Copy out only the part of the records that opens with the line containing "Mark one point on each instance of the overcast" and runs through the end of the records, requests included. Scale every coordinate in the answers by 2.3, rounding each result to a whole number with halves going up.

■ EXTRACTED INFORMATION:
◆ ◆ ◆ ◆ ◆

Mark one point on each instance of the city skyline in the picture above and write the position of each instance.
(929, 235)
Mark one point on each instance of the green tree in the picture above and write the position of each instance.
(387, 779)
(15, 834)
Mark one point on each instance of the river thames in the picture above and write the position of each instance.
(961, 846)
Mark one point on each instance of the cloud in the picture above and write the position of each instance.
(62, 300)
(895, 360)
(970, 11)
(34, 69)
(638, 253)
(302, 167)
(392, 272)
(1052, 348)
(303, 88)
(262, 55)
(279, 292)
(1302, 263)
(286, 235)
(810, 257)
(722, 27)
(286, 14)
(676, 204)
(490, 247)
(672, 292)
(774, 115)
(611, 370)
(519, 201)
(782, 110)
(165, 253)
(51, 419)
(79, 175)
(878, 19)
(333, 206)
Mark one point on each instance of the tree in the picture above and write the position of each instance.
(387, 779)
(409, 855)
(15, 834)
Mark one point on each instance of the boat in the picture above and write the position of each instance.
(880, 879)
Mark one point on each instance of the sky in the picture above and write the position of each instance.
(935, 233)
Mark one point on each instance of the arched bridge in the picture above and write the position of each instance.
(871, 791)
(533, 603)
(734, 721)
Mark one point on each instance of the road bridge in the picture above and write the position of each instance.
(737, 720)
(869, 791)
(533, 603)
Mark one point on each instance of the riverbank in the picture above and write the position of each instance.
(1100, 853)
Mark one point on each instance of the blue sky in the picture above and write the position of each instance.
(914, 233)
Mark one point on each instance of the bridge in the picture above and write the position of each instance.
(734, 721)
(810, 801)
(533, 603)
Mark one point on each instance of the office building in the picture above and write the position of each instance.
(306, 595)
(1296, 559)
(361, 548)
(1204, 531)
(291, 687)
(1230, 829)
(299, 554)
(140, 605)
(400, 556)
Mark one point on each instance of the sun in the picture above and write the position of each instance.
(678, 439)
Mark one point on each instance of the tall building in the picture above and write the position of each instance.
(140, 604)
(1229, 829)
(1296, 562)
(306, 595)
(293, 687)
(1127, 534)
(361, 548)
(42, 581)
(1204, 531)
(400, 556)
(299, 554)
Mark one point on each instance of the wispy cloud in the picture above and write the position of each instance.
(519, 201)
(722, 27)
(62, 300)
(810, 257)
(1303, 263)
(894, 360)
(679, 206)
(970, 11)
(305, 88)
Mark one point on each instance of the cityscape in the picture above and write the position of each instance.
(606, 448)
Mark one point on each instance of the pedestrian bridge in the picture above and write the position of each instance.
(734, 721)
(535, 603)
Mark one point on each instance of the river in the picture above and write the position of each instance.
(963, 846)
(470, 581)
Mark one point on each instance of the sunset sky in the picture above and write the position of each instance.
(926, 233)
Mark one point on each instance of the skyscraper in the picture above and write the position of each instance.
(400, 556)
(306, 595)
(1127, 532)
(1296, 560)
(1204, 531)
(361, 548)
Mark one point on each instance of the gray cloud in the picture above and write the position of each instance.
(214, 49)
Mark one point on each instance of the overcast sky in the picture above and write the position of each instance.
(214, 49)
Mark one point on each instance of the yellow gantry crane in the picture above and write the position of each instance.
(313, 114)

◆ ◆ ◆ ◆ ◆

■ FULL RESPONSE:
Mark one point on each instance of the overcast sky in the picture above and write the position of each instance.
(492, 113)
Mark one point on each instance of the yellow gantry crane in the picture above and write the position of each instance.
(720, 262)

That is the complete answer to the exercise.